Stored data:
# # # #

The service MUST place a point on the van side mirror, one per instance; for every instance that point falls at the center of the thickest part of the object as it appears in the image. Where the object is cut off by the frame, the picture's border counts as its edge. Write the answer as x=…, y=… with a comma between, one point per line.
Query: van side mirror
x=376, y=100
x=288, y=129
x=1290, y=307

# # # #

**Directions for this task:**
Switch "van side mirror" to "truck side mirror" throughout the material, leaving everything else unchanged.

**Solved exercise:**
The service MUST place a point on the truck side mirror, one per instance; for every instance that point falls at the center of the thickest part of the object as it appears in the image. Where the object is cut off by the frame, the picture's border counts as its edge. Write the answer as x=…, y=… with a comma between, one point per line.
Query: truck side mirror
x=376, y=100
x=288, y=129
x=1290, y=307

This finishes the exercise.